Exercise:
Would you transcribe the listing that follows, character for character, and omit its images?

Stored data:
:::

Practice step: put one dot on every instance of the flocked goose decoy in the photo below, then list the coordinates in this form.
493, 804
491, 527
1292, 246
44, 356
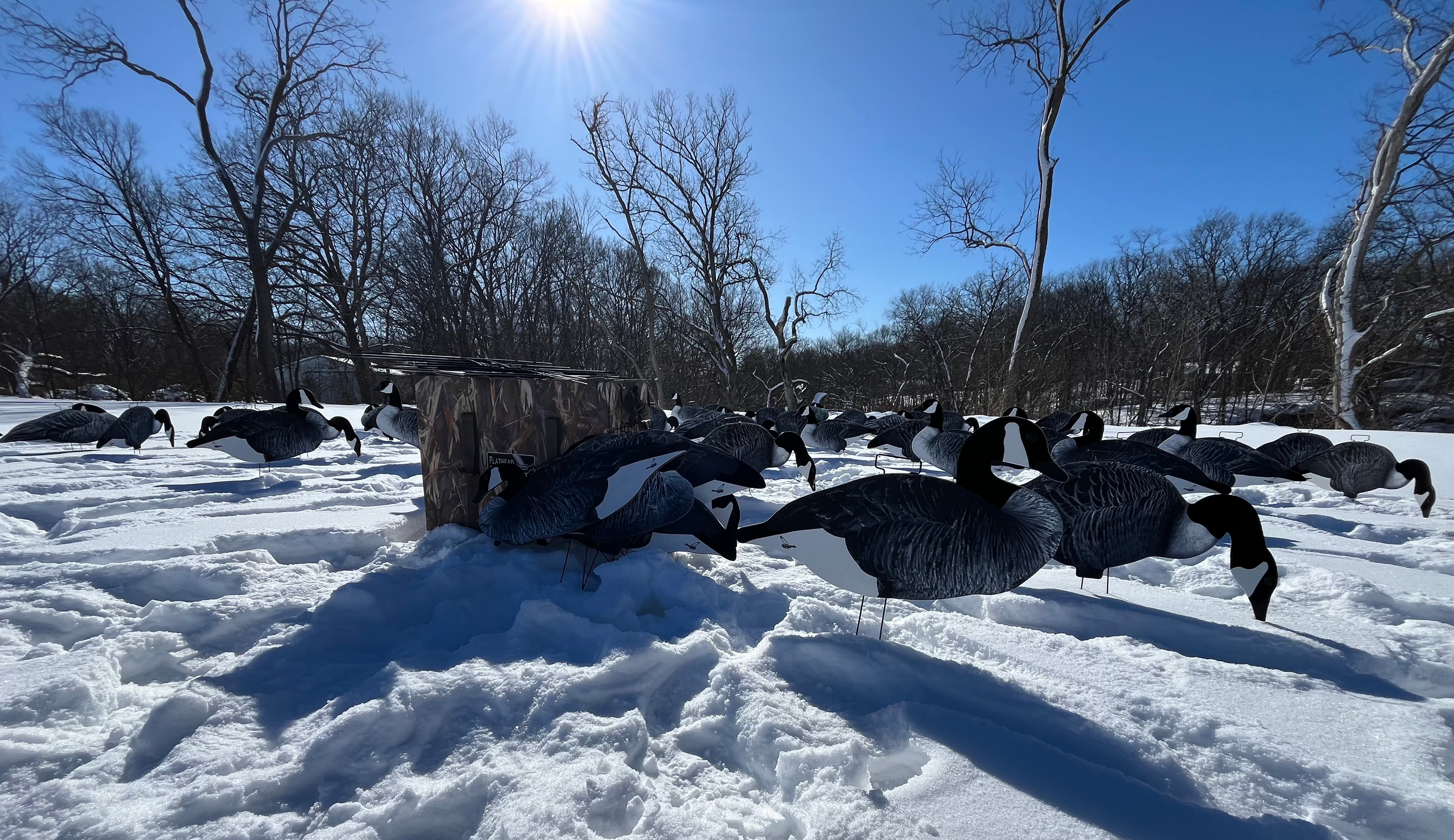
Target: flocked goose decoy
829, 435
576, 489
395, 419
1119, 514
1167, 438
80, 423
136, 425
1293, 450
938, 445
761, 448
1091, 447
1359, 467
915, 537
277, 434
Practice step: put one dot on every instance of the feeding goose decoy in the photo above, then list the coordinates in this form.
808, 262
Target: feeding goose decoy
136, 425
1091, 447
704, 426
1244, 463
938, 445
576, 489
1119, 514
1293, 450
1167, 438
80, 423
1359, 467
915, 537
831, 435
761, 448
277, 434
395, 419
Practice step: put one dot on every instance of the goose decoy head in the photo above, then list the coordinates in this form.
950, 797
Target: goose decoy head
1418, 473
504, 480
1014, 442
793, 444
166, 423
341, 425
1180, 413
1252, 564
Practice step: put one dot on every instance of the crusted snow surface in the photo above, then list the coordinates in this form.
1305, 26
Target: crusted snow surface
196, 649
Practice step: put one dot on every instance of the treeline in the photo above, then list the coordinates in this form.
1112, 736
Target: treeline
322, 216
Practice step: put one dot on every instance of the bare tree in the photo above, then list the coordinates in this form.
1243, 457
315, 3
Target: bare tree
1407, 163
278, 98
813, 297
1052, 44
115, 207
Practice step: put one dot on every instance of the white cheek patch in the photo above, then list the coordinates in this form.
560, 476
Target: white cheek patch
626, 483
1014, 448
1248, 579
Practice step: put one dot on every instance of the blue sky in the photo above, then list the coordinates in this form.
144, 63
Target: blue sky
1199, 105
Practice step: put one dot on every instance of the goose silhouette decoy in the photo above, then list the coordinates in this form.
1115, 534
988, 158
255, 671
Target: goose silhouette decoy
938, 445
277, 434
1293, 450
1359, 467
1167, 438
1091, 447
136, 425
1119, 514
915, 537
80, 423
761, 448
395, 419
575, 490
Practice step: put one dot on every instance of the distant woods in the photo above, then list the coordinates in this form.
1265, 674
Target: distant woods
323, 216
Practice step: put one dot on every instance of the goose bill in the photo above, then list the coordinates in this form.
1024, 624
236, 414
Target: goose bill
827, 556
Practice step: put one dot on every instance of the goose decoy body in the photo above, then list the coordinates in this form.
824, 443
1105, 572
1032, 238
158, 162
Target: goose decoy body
1171, 439
706, 426
941, 447
831, 435
1244, 463
578, 489
1119, 514
277, 434
761, 448
1091, 447
1293, 450
915, 537
395, 419
80, 423
136, 425
1359, 467
1055, 422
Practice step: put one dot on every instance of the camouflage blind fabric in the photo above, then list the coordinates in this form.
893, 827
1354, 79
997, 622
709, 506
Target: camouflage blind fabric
464, 419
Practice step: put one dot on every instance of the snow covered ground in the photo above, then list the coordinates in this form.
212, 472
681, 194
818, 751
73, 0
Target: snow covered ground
189, 649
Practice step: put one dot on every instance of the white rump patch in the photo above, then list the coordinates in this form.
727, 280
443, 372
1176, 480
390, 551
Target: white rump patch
827, 556
626, 483
1248, 579
1015, 447
239, 448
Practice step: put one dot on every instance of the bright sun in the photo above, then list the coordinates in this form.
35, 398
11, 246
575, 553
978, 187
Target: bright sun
578, 12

:::

Task output:
Practice step: put one dot on every instance of the flocked goose decoy in the photo below, then list the coordinates in this form.
493, 804
491, 527
1292, 246
44, 356
Target: flocked goose decoy
829, 435
576, 489
395, 419
1119, 514
1167, 438
80, 423
136, 425
1293, 450
938, 445
761, 448
1091, 447
1359, 467
915, 537
277, 434
Practice step: put one dot on every instance of the feeding goose decoy in the photo above, then list the coordinates in this form.
808, 262
Target: feeding goose decoy
136, 425
1091, 447
704, 426
1244, 463
938, 445
576, 489
1119, 514
1293, 450
1167, 438
80, 423
1359, 467
915, 537
831, 435
761, 448
277, 434
395, 419
Practice step: put one dot on every instance of the goose decoy head in the photo above, then list the coordinates in this form.
950, 797
Target: goose decoy head
1418, 473
504, 480
1014, 442
793, 444
166, 423
341, 425
1180, 413
1252, 564
Practice step: put one dot on every instance of the crusted snow surface in the photo above, then list the coordinates in this form.
1305, 26
Target: crusted snow surface
196, 649
Practice step: put one dot on every instance of the treeline in the photo above, then list the coordinates in this form.
1112, 736
Target: treeline
322, 216
Practice step: put one dot on every instance of the bare tree in the photo above, then list the coordinates in this form.
1243, 457
315, 3
Target: bare tree
1407, 163
278, 98
813, 297
1052, 44
115, 207
Practice step: put one dot on every instance of the white cheek patch in the photo above, then list the coordinates in this form.
560, 476
Target: white cheek patch
626, 483
1014, 448
1248, 579
Practice step: put one dot on every instance of the blue sky in the photo above, then list the coordinates in this form.
144, 63
Target: blue sky
1199, 105
Practice step: put one dot on every instance of the goose silhouette decoy in the photo above, then list the coordinates in this form.
1115, 534
988, 158
255, 671
Target: goose silhouette decoy
938, 445
277, 434
1293, 450
1359, 467
1167, 438
1091, 447
136, 425
1119, 514
915, 537
80, 423
761, 448
395, 419
575, 490
Practice step: put one dot on every instance of the distant woods in the photo above, then list the coordinates in this form.
1265, 674
Target: distant woods
323, 216
Practice step: put one dot on every instance of the goose bill in the photo above, then list the coordinates in this form.
1024, 624
236, 414
Target: goose bill
827, 556
Practice step: put one dot on every instance of the goose decoy body in the photo above, then list the coordinates in this form.
824, 443
1105, 572
1032, 238
158, 162
Target: goose decoy body
1171, 439
706, 426
941, 447
831, 435
1244, 463
578, 489
1119, 514
277, 434
761, 448
1091, 447
1293, 450
915, 537
395, 419
80, 423
136, 425
1359, 467
1055, 422
Practice step: put one dot on every instance of the camouflage blind fabric in the photo above, then list the coordinates in this form.
893, 827
1354, 79
997, 622
709, 506
Target: camouflage blind fabric
464, 419
Practice step: put one dot on every instance of the snow covered ground in the photo above, then list the coordinates in this form.
212, 472
681, 194
818, 751
73, 0
Target: snow covered ground
189, 649
Practice step: put one dot on every instance of the white rump patch in the photo above, then list the coordinates in this form.
727, 280
443, 372
1176, 480
390, 551
Target: white rump patch
827, 556
626, 483
1248, 579
1015, 447
239, 448
Practice step: put one dot on every instance of the bright sun in the photo above, then list the coordinates in this form.
35, 398
11, 246
575, 553
978, 187
Target: bright sun
578, 12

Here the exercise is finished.